## ASSIGNMENT
Would you please transcribe, exactly as written, the lines of the entries below starting at the one that holds "Target: custom range hood" and ending at the one that holds "steel microwave in", both included?

## DATASET ENTRIES
◇ ◇ ◇ ◇ ◇
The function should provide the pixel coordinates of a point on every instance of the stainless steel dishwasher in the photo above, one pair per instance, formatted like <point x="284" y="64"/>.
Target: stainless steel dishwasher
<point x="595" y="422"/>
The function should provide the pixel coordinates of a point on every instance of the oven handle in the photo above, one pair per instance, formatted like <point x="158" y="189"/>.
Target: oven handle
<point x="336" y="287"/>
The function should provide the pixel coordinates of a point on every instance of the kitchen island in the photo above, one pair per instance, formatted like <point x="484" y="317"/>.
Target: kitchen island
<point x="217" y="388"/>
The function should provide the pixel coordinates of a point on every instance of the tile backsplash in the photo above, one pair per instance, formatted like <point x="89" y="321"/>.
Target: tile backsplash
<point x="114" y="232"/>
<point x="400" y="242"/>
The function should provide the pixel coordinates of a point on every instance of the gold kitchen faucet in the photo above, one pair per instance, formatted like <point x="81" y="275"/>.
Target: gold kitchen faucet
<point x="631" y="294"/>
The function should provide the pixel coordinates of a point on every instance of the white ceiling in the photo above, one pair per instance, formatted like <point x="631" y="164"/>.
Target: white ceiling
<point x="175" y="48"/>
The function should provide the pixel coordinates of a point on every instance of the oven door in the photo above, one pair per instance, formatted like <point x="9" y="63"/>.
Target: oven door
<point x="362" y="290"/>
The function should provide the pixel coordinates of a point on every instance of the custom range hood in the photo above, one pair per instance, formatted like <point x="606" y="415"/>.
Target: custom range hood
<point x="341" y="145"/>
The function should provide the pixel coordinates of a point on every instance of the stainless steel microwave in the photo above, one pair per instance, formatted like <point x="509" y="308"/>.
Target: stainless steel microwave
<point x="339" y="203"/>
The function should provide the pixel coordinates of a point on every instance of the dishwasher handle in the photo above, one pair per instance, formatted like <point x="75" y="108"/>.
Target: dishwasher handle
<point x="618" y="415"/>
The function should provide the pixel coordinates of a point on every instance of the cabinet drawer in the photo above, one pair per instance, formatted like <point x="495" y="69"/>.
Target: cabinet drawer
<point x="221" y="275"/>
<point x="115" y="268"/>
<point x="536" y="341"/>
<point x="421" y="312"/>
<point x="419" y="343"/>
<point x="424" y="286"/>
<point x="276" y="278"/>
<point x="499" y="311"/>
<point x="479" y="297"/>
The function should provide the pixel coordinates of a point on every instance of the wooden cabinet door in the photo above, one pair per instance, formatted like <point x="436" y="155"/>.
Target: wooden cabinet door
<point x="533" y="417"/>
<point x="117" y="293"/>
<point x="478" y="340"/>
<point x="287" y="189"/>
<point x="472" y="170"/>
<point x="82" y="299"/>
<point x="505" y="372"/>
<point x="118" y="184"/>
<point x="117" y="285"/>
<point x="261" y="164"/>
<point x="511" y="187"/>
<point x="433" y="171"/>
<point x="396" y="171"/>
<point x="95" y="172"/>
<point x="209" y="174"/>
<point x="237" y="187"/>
◇ ◇ ◇ ◇ ◇
## OUTPUT BELOW
Target: custom range hood
<point x="341" y="145"/>
The function should provide the pixel coordinates of a point on every instance of the stainless steel microwave in the photo above, one pair per instance, formatted like <point x="509" y="308"/>.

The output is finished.